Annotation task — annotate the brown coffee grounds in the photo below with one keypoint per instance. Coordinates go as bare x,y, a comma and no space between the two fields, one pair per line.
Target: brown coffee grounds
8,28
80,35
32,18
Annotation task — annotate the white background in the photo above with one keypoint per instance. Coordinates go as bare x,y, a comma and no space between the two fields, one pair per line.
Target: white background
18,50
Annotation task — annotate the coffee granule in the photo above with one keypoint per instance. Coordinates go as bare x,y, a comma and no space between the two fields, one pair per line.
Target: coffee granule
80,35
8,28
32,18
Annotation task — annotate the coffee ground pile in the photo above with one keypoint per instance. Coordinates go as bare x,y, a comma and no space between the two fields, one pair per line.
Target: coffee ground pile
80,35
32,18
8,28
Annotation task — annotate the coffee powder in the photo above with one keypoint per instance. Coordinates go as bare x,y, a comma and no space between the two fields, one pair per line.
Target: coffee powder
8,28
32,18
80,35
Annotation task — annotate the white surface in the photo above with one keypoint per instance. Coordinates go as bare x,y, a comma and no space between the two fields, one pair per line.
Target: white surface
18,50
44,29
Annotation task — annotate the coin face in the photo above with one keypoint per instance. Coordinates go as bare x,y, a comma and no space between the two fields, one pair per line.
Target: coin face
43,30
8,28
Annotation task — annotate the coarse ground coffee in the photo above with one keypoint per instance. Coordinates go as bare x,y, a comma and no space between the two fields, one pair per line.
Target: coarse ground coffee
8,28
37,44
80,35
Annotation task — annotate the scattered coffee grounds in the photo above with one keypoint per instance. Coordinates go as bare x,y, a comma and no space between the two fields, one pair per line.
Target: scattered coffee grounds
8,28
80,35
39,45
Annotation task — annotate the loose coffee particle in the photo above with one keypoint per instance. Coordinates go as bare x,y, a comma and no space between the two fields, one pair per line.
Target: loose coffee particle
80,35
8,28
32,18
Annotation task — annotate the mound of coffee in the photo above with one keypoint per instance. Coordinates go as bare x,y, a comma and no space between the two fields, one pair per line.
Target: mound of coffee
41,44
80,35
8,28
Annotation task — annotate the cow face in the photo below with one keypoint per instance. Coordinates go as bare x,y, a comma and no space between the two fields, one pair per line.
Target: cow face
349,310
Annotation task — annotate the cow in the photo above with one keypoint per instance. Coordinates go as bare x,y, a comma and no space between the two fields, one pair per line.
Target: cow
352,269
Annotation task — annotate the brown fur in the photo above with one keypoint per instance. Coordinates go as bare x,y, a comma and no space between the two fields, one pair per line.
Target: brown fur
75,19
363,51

************

| Action item |
Whenever the word "below" turns up in a line of the listing above, copy the line.

| Result of the exercise |
Annotation task — annotate the brown coffee grounds in the photo below with one keypoint per instance. Coordinates go as bare x,y, a comma and no space between the two fields, one pair per line.
Annotation task — annotate the cow face in the photo below with one keypoint per instance. Coordinates go as bare x,y, a comma and no space between the two fields, one pair per line.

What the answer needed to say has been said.